In the Danish version, Helga and Lars end up engaged, while the Norwegian Helga just breaks out and leaves for town. In Denmark, Helga is the daughter of the local sheriff, while she is working as the sheriff´s clerk in the Norwegian version (or actually addressed as "deputy" by the sheriff). The sheriff`s role is more pointed out in the Norwegian original. Here, he is on Thorvald`s side against the clerk all the way, and while working from inside the law, he also backs the public rebellion against the political leadership. In this way, the sheriff mirrors the historical role of the local lawman as a "man of the people" against the authorities. This trait could not be played out in the same way in Denmark.

The philosophical traits of the driver (reading from the Bible and of Greek philosophers), is somewhat extended in Denmark, turning Martin into a self learned scientist with an astounding knowledge, making experiments in chemistry and physics.

The staged public rebellion is played out differently in the two versions. While the Norwegian version has a regular rebellion against the municipality council, it is the Danish women who act on their own, using a Lysistrata gambit to get their case through. Only in the "second phase" do the men join the uprising. The party bickering between different political fractions inside the county council is actually exaggerated for comedy in the Danish version.

------------------------------------------------

-- Instructions --
a: Answer these questions about the passage comparing the Danish and Norwegian versions:
(i) In the Danish version, whose daughter is Helga?
(ii) In which two sciences does Martin make experiments in Denmark?
(iii) In the Danish version, who starts the public rebellion, and what tactic do they use?
b: Carry on the passage comparing the Danish and Norwegian versions from its last sentence.

-- The data --

------------------------------------------------

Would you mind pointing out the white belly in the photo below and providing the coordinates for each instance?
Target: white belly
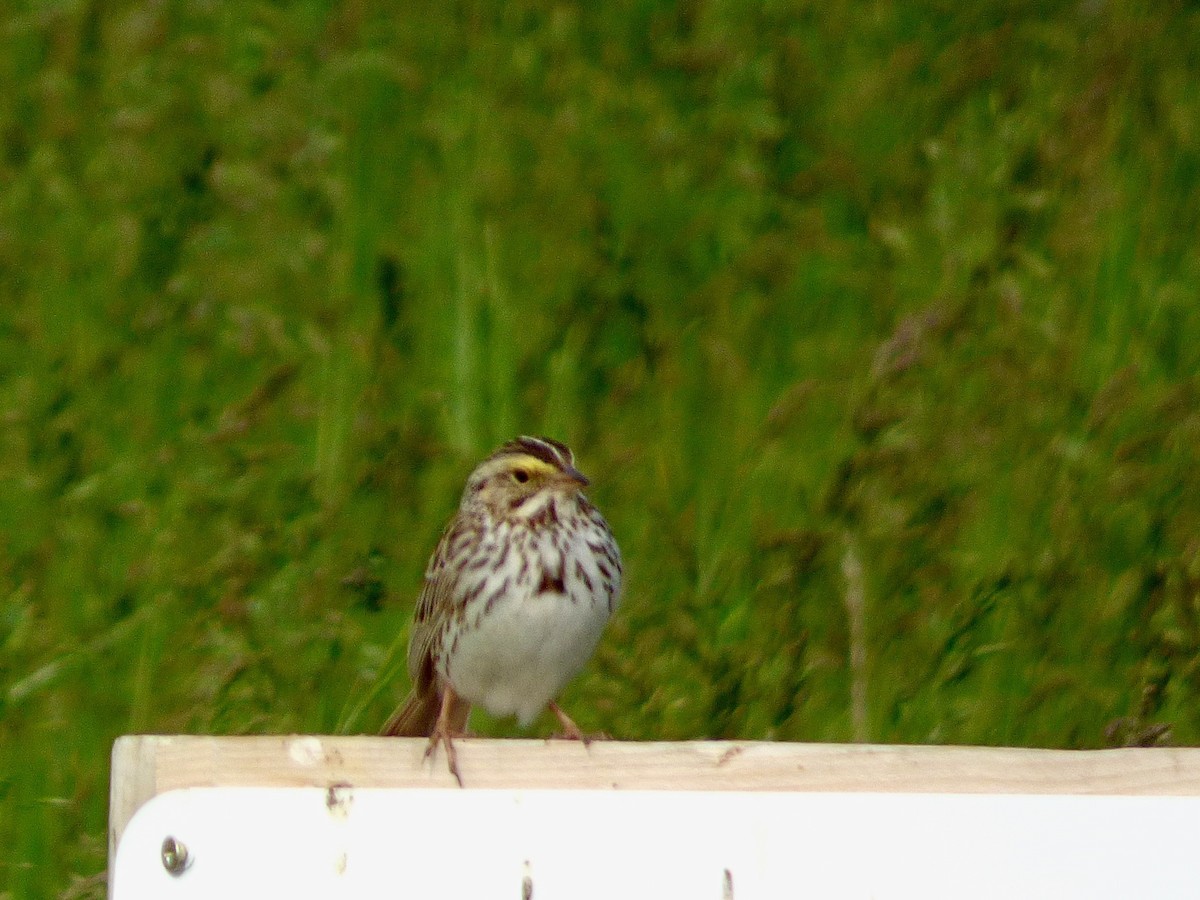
(519, 657)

------------------------------------------------

-- Answers --
a:
(i) The local sheriff's.
(ii) Chemistry and physics.
(iii) The Danish women, using a Lysistrata gambit.

b:
The three moss collectors are not present in the Danish version. The moss collectors, earning their way by selling moss (for isolation, one presumes) and then spending their income on booze, serves as a kind of greek chorus in the film, and relates the background of Thorvald the driver. When he feels the community does not need him anymore, he yields to their wish and follows them to their "natural habitat" in the most reclusive part of the area. The three collectors talk and act as one, as two of them just repeat the words of the leader.

===Language===
The Norwegian version leans strongly on Eastern Norwegian dialect, somewhere between the old Oslo dialect and the closely related tongue of Romerike, which is the location of the film. The only person to speak regular bokmål is the antagonist, the county clerk (and some members of the council, equally sceptical until they are set straight). This language trait is lost in the Danish version.

===Literary reference in the film===
The bus driver is seen in his humble home, reading a passage about the greek philosopher Diogenes. As he reads, (sitting on a barrel and wearing a towel), he identifies himself with this philosopher, and relates his own version of Diogenes's words in his meeting with Alexander the Great: "Move aside, so that the sun may shine on me". He states that he would like to meet this man.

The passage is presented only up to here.